--- Start of RECORD EXTRACTS ---

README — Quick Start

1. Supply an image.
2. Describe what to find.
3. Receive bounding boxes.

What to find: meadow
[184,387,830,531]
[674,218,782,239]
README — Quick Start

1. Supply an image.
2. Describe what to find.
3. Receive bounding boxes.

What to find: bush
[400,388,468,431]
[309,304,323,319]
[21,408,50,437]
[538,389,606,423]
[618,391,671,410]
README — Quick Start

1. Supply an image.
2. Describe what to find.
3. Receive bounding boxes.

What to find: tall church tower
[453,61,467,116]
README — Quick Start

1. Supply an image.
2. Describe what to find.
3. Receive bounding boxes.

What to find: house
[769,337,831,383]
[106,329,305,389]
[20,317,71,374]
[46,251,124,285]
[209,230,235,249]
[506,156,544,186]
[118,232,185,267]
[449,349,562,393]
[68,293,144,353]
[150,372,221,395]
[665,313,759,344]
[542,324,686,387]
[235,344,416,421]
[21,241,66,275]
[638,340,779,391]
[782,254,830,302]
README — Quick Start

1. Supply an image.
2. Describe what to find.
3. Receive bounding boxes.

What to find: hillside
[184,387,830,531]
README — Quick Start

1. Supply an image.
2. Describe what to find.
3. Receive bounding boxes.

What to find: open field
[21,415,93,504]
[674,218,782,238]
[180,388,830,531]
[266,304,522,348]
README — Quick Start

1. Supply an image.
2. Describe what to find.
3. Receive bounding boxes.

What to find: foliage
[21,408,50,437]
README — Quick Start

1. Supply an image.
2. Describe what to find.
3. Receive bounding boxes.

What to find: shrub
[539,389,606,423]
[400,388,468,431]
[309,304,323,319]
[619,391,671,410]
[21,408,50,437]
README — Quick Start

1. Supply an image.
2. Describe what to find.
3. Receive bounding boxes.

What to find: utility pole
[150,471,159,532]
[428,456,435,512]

--- End of RECORD EXTRACTS ---

### TASK STATEMENT
In the stretch of the listing from its start through the line containing "[453,61,467,116]", swap every "Supply" for "Provide" and write out only those lines, with nothing else changed.

### WRITTEN RESPONSE
README — Quick Start

1. Provide an image.
2. Describe what to find.
3. Receive bounding boxes.

What to find: meadow
[184,387,830,531]
[674,218,782,239]
README — Quick Start

1. Provide an image.
2. Describe what to find.
3. Receive bounding boxes.

What to find: bush
[400,388,468,431]
[309,304,323,319]
[21,408,50,437]
[538,389,606,423]
[618,391,671,410]
README — Quick Start

1. Provide an image.
2. Describe what to find.
3. Receive bounding boxes.

What to find: tall church tower
[453,61,467,116]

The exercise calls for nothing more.